背景
sql4es(Sql-for-Elasticsearch),是一个 Elasticsearch(ES)的 JDBC 驱动。
特点
sql4es 支持 JDBC 的标准接口:Connection, Statement, PreparedStatment, ResultSet, Batch and DataBase- / ResultSetMetadata。
通过 sql4es,可以将 ES 当做数据库来使用。
目前在 sqlWorkbench/J 和 Squirrel 上经过了测试。
特点
ES 的 SQL 特征
- 事务操作,不支持
- UPDATE 操作,成本比较高
- INSERT nested 对象,支持
- LIMIT offset, number 中的 offset,不支持
- 父子文档,不支持
- Count (Distinct...),是估算
之后的改进
目前最新的 sql4es 版本 4.1,仅支持 ES 2.0 ~ 2.4,还不支持 ES 5.x。
支持的 SQL 语法
下列内容来自官方 github 文档
- SELECT: fetches documents (with or without scoring) or aggregations from elasticsearch
- COUNT (DISTINCT ...), MIN, MAX, SUM, AVG
- DISTINCT
- WHERE (=, >, >=, <, <=, <>, IN, LIKE, AND, OR, IS NULL, IS NOT NULL, NOT [condition])
- GROUP BY
- HAVING
- ORDER BY
- LIMIT (without offset, offsets are not supported by sql4es)
- CREATE TABLE (AS) creates an index/type and optionally indexes the result of a query into it
- CREATE VIEW (AS): creates an alias, optionally with a filter
- DROP TABLE/VIEW removes an index or alias
- INSERT INTO (VALUES | SELECT): inserts documents into an index/type; either provided values or results of a query. Possible to UPDATE documents using INSERT by specifying existing document _id's
- UPDATE: executed as an elasticsearch Upsert
- DELETE FROM (WHERE): removes documents
- USE: selects an index as the driver's active one (used to interpret queries)
- EXPLAIN SELECT: returns the Elasticsearch query performed for a SELECT statement
- Table aliases like SELECT … FROM table1 as T1, table2 t2...
- Table aliases are parsed but not used during query execution
demo 示例
从 github 上下载其源码,跑其中 test 中的单测
注:单测中 mock 了一个 server,所以不必启动 es server.

练习任务
把上面讲 sql4es 的这段文字接着往下写。

提供材料
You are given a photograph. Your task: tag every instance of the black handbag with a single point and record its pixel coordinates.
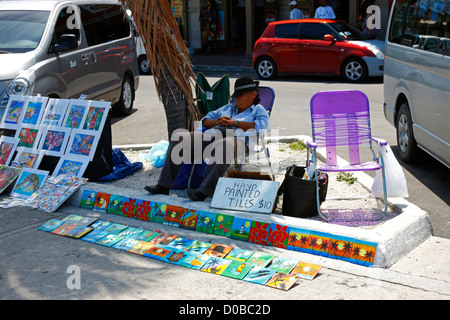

练习回答
实际使用
// register the driver and get a connection for index 'myidx'
Class.forName("nl.anchormen.sql4es.jdbc.ESDriver");
Connection con = DriverManager.getConnection("jdbc:sql4es://localhost:9300/myidx?cluster.name=your-cluster-name");
Statement st = con.createStatement();
// execute a query on mytype within myidx
ResultSet rs = st.executeQuery("SELECT * FROM mytype WHERE something >= 42");
ResultSetMetaData rsmd = rs.getMetaData();
int nrCols = rsmd.getColumnCount();
// get other column information like type
while(rs.next()){
for(int i=1; i<=nrCols; i++){
System.out.println(rs.getObject(i));
}
}
rs.close();
con.close();
更多示例
本来不想摘过来的,无奈官网的太精彩了。
概念
- Database = Index
- Table = Type
- Record = document
- Column = Field
- View = Alias
SELECT
/* basic syntax */
SELECT [field (AS alias)] FROM [types] WHERE [condition] GROUP BY [fields] HAVING [condition] ORDER BY [field (ASC|DESC)] LIMIT [number]
具体示例
/* the following wil explode any nested objects into a lateral view */
SELECT * from mytype
SELECT _id as id, myInt, myString FROM mytype WHERE myInt >= 3 OR (myString IN ('hello','hi','bye') AND myInt <= 3)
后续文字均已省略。